Direction 1 |
Please duplicate the lines of the listing from the line containing "of the blurred" up to and including the last line of the listing, leaving the pictures out of your answer.

##### Passage given #####

Moving to new places

The first unusual thing is that our family doesn’t have its roots in one special place. Some people, when you ask them to tell you their family history, will talk about a place (or perhaps a few places). They’ll say “That’s where we come from.” Even if they live in a different place themselves, they feel that there is a special place (a house, or a village, or a city) where their family really “belongs”.

Our family isn’t like that. In most generations, after our ancestors grew up they decided to move away to a different place to live. Nowadays lots of people do this, but in past times it was not such a normal thing to do. Our family was ahead of the times! I like to think that this is because they were clever people. They looked around at the world, and thought about what they could do best themselves, and moved to a place where they could make the best use of their own abilities.

Of course, the sad thing about all this moving around was that quite a lot of the children grew up without having relatives nearby. In other families (like part of my husband’s family, for example) there were cousins and aunts and uncles and grandparents all living a short walk away.

On the other hand, a good thing about it was that they had relatives a long distance away, so they could go and visit them, and learn about how things were different in other places.

Here’s a suggestion for your project. Make a map of Britain and mark all the places where people in our family have lived. You could even draw arrows from one place to another to show how people moved. This might be quite an interesting bit of the project.

Women who do interesting things

In many families, the family history is really a history of just the men. The women only come into the story because they are the daughter, or the wife, or the mother of a man who did something interesting. They didn’t do interesting things themselves. In our family it’s not like that. The women were often in charge and made the decisions about what to do. I like that (because I’m a woman!).

Getting involved with politics

Several people in our family, particularly on Granddad’s side, have been very concerned about things that don’t seem to be fair (there are lots of examples of this kind of unfairness, such as some people having more money than others, and so on). Rather than just saying “that’s the way things are and there’s nothing you can do about it”, many of us have tried to make things better. Quite a few of us have done this by joining the Labour Party. Others didn’t agree with all of the Labour Party’s ideas but have still tried to make things better in other ways.

Of course, we haven’t solved all the problems of the world! But there are some things that we can point to, some changes that have happened that really have made things a bit better for everybody, where we can say “I helped to make that happen – maybe if I hadn’t bothered to get involved, it wouldn’t have happened at all”. This is very satisfying.

Stories about particular people

I expect you’ve already looked at the family tree and been given a list of who is who. These are just some extra stories to fill in the details. Please ask me if you need more information to understand how these stories fit into the big picture. I haven’t written about all the interesting people because I didn’t have time – it would fill a whole book!

Murdina Alice Crown (later Murdina Alice Winter): Grandma’s mother

Her family came from Sunderland, and I’m pretty sure that her mother was Irish. (Check this with Grandma because I can’t quite remember!).

She preferred to be known as Alice. I think she didn’t like the name Murdina because it’s an unusual one and she was a no-nonsense kind of person who preferred names to be more ordinary. She didn’t like “making a fuss” about things. I think it’s rather a nice name – it’s an ancient Scottish/Gaelic one originally. If it had been my name, I would have used it!

#####

Direction 2 |
In the family history text, where did the family of Murdina Alice Crown come from?

##### Dataset rows #####

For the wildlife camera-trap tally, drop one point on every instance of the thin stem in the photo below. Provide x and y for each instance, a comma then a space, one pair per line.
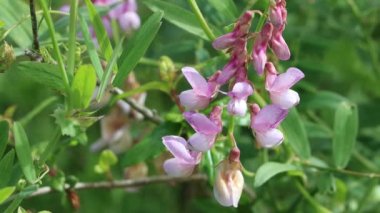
202, 20
27, 118
118, 184
72, 38
58, 54
33, 18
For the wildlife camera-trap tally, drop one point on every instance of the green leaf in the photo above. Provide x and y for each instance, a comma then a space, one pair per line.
345, 133
6, 165
271, 169
108, 72
4, 131
100, 31
24, 153
150, 146
178, 16
295, 134
46, 74
83, 86
140, 43
226, 8
5, 193
94, 57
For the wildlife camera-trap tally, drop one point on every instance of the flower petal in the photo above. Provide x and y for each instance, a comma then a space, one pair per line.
191, 101
201, 142
270, 138
268, 118
286, 80
197, 81
286, 99
175, 167
201, 123
178, 147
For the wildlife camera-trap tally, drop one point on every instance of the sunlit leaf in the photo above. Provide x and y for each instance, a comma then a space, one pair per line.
345, 133
24, 153
271, 169
139, 45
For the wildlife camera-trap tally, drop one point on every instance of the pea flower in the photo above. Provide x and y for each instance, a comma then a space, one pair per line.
199, 97
206, 129
264, 123
184, 159
279, 86
229, 182
259, 56
239, 95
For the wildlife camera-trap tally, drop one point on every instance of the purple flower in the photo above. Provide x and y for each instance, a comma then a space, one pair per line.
239, 95
206, 128
259, 56
199, 97
264, 123
184, 160
279, 87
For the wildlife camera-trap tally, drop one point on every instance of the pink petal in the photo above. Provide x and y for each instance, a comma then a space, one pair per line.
175, 167
197, 82
241, 90
268, 118
177, 146
201, 142
286, 99
237, 107
191, 101
201, 123
286, 80
270, 138
224, 41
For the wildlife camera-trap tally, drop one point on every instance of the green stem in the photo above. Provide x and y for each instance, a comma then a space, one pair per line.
310, 199
27, 118
202, 20
58, 54
72, 38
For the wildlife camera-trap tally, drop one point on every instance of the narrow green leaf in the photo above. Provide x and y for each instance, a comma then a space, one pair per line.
83, 86
150, 146
5, 193
271, 169
295, 134
140, 43
24, 153
226, 8
46, 74
178, 16
94, 57
100, 31
6, 165
4, 131
345, 133
108, 73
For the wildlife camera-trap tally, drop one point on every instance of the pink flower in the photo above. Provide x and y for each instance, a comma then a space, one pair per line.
206, 128
259, 56
229, 180
239, 95
264, 123
199, 97
279, 87
184, 160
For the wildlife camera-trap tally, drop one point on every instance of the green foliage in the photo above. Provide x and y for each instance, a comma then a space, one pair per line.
140, 43
24, 152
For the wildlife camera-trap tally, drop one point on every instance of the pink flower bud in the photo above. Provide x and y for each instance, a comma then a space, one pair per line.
229, 183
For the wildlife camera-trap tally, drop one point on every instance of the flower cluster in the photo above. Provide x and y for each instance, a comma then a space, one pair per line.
264, 122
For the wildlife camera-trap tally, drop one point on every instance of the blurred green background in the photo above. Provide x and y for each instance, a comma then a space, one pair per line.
336, 43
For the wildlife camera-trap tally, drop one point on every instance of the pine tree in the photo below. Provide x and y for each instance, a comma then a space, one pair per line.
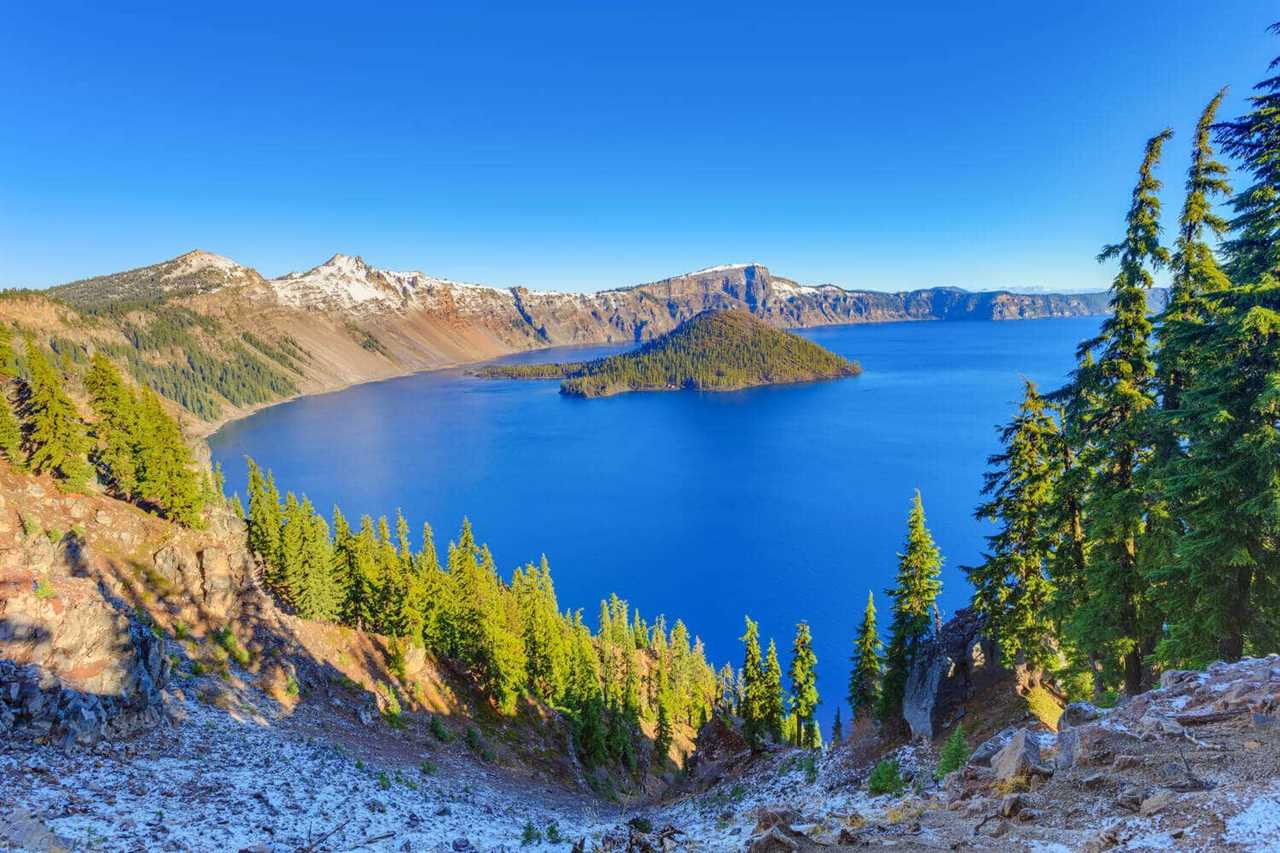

#####

Full response 1 |
For the wildlife camera-trap tally, drop one point on every instance of the blurred green background in the photo above. Provide x and y for each instance, a comma then a space, one pair per line.
336, 43
For the wildlife camera-trap tally, drop one point on every instance of the pine tree in the photo below. Provide x and y for each instance, a comma then a space, one pair per line.

Full response 2 |
Sunderland.